[Work instructions] Copy the data word for word, from its first line through the line with "[[[0,185],[0,199],[3,198],[4,196],[4,190],[2,186]]]".

Dataset records
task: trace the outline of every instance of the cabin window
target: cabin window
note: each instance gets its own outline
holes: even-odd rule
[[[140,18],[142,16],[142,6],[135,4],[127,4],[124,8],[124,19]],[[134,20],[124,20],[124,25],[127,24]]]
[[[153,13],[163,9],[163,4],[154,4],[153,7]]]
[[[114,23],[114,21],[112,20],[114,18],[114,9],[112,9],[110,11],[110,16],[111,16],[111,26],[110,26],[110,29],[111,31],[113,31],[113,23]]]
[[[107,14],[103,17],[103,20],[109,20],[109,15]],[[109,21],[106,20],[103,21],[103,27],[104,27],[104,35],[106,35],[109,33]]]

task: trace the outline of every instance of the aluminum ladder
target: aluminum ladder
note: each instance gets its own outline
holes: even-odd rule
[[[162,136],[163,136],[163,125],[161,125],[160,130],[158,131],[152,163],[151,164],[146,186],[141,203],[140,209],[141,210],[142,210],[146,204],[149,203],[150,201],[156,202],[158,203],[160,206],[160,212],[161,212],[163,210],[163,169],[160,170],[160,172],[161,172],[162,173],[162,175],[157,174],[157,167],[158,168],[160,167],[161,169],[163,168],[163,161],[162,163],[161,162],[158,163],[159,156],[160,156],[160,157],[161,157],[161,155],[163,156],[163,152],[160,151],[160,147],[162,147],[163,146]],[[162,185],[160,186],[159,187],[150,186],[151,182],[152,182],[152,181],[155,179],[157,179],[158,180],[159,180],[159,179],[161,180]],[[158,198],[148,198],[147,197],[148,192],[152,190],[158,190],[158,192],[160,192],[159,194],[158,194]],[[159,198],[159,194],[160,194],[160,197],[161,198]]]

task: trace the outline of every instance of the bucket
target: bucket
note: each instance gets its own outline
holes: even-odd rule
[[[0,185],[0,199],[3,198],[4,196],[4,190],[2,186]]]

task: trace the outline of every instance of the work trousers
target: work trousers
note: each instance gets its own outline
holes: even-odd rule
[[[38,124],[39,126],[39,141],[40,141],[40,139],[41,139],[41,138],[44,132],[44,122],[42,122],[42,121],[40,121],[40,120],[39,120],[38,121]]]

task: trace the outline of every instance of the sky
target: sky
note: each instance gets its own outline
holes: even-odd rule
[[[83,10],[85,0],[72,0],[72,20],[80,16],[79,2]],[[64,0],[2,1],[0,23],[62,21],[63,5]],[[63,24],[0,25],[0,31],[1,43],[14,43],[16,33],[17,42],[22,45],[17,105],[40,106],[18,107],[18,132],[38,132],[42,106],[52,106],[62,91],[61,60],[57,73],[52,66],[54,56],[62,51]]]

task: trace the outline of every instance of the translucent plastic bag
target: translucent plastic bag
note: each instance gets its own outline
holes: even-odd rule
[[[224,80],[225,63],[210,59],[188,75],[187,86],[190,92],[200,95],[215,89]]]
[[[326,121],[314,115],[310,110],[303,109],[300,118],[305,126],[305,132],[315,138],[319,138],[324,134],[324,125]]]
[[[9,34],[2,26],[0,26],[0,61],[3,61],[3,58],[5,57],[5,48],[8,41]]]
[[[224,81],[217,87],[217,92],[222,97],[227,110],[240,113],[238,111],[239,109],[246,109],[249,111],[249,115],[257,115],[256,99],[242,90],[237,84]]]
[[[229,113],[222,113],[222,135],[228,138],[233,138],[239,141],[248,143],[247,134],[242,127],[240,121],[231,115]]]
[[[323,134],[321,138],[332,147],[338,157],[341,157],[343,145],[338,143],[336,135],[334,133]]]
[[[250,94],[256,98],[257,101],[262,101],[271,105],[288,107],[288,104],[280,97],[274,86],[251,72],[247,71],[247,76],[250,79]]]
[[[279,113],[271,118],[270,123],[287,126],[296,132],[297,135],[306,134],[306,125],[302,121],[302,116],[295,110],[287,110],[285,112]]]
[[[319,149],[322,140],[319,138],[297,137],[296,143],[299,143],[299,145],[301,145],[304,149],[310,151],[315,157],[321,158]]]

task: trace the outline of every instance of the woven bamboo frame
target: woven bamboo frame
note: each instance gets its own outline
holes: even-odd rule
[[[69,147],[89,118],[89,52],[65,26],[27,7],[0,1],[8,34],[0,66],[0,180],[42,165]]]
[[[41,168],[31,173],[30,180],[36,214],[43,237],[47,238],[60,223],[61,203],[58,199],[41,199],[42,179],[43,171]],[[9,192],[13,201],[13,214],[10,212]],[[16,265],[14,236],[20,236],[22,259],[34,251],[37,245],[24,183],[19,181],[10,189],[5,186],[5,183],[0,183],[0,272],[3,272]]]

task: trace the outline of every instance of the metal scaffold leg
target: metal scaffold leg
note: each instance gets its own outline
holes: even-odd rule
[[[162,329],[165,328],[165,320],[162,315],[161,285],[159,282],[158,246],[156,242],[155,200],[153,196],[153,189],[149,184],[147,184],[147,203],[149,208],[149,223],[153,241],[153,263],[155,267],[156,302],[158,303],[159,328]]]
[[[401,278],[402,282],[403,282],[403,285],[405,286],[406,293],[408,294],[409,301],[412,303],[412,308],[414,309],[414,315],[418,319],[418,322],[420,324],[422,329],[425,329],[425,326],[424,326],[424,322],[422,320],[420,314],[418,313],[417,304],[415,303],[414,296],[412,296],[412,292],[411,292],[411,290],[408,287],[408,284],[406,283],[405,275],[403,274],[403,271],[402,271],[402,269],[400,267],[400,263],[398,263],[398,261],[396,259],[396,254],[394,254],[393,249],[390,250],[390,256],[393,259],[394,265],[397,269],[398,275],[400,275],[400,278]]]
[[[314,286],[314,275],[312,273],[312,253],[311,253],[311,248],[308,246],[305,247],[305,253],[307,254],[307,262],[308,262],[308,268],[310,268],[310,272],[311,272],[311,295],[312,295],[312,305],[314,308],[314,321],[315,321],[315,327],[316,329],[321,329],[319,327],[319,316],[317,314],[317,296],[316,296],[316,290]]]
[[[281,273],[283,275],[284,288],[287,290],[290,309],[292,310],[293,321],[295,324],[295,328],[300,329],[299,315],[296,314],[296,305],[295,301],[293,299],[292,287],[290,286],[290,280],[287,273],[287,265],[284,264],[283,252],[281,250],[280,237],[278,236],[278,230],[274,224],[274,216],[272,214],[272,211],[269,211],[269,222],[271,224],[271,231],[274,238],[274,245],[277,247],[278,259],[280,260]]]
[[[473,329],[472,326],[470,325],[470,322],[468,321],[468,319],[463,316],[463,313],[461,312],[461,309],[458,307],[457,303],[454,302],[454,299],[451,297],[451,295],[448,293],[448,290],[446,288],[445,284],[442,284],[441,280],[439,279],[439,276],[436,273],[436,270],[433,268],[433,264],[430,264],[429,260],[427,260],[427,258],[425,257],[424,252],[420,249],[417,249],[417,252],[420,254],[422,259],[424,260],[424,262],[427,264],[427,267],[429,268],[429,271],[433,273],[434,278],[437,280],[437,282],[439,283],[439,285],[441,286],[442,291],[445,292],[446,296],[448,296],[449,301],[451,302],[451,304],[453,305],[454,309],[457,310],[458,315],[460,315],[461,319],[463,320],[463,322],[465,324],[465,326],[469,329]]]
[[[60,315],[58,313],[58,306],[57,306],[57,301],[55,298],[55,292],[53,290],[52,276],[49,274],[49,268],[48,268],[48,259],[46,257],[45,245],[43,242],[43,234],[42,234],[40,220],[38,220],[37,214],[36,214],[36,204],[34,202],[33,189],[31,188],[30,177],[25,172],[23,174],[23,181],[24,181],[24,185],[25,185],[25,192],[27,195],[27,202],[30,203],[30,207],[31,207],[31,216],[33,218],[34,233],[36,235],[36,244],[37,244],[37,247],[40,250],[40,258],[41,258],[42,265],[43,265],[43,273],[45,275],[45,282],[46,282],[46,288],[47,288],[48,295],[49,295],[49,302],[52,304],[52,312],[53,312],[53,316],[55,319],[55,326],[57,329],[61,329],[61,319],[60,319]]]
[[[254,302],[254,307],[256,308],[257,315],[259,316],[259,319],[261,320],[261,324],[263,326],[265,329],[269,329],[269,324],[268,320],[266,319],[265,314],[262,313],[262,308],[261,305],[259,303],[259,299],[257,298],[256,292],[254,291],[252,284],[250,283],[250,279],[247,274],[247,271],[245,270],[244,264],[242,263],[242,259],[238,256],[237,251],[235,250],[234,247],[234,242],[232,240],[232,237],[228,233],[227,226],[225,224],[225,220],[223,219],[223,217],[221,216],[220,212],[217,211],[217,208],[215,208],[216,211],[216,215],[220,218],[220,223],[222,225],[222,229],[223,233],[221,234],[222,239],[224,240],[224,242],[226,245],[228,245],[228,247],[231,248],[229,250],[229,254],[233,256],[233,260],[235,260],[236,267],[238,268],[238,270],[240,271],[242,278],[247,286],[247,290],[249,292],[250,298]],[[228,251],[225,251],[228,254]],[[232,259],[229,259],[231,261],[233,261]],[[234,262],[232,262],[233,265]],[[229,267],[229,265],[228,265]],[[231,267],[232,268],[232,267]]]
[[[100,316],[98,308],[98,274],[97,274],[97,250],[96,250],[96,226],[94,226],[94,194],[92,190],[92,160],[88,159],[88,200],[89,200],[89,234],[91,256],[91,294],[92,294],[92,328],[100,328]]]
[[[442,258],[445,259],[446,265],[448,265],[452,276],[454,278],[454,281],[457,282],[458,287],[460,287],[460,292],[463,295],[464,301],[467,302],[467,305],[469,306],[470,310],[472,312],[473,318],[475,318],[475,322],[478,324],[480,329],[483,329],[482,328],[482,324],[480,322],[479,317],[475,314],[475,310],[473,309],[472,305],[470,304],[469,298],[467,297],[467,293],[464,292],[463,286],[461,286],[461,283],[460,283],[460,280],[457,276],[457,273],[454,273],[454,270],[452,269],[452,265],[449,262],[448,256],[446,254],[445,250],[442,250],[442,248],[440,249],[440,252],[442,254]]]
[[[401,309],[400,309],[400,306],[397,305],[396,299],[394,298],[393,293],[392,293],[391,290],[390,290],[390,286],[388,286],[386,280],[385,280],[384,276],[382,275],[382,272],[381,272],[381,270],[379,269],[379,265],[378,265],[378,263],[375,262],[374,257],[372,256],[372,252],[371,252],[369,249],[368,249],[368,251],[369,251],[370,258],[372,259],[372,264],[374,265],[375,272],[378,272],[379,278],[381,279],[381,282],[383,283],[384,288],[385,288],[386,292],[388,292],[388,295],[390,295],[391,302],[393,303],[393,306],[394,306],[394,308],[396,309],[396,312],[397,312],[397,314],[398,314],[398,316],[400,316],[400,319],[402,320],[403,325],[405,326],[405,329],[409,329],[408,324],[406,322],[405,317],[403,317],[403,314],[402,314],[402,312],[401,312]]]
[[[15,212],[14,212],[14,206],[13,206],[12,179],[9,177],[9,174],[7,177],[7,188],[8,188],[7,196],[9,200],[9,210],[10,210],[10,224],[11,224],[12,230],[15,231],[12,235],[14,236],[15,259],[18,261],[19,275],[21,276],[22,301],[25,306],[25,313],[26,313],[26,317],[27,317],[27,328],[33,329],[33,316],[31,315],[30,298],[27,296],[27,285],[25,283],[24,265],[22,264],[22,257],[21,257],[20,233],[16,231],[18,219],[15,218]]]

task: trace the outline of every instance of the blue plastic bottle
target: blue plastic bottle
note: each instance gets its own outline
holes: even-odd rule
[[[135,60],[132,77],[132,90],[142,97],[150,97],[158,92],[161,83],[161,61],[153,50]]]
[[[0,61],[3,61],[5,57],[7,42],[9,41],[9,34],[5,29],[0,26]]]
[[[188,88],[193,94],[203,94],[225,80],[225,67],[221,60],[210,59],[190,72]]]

[Exercise output]
task: trace the outline of every instance of the cabin window
target: cabin window
note: each instance gets its own outline
holes: even-odd rule
[[[140,18],[142,16],[142,6],[135,4],[127,4],[124,8],[124,19]],[[134,20],[124,20],[124,25],[127,24]]]
[[[153,13],[163,9],[163,4],[154,4],[153,7]]]
[[[114,23],[114,21],[112,20],[114,18],[114,9],[112,9],[110,11],[110,16],[111,16],[111,26],[110,26],[110,29],[111,31],[113,31],[113,23]]]
[[[107,14],[103,17],[103,20],[109,20],[109,15]],[[109,21],[106,20],[103,21],[103,27],[104,27],[104,35],[106,35],[109,33]]]

task: trace the outline of every instance of the aluminum ladder
target: aluminum ladder
note: each instance gets its own outline
holes: even-odd rule
[[[162,136],[163,136],[163,125],[161,125],[160,130],[158,131],[152,163],[151,164],[146,186],[141,203],[140,209],[141,210],[142,210],[146,204],[149,203],[150,201],[156,202],[158,203],[160,206],[160,212],[161,212],[163,210],[163,169],[160,170],[160,172],[161,172],[162,173],[162,175],[157,174],[157,167],[158,168],[160,167],[161,169],[163,168],[163,161],[162,163],[161,162],[158,163],[159,156],[160,156],[160,157],[161,157],[161,155],[163,156],[163,152],[160,151],[160,147],[162,147],[163,146]],[[162,185],[160,186],[159,187],[150,186],[151,182],[152,182],[152,181],[155,179],[157,179],[158,180],[159,180],[159,179],[161,180]],[[158,198],[148,198],[147,197],[148,192],[152,190],[158,190],[158,192],[160,192],[159,194],[158,194]],[[159,198],[159,194],[160,194],[160,197],[161,198]]]

task: trace the outline of every instance of the bucket
target: bucket
note: each instance gets its own outline
holes: even-odd rule
[[[0,185],[0,199],[3,198],[4,196],[4,190],[2,186]]]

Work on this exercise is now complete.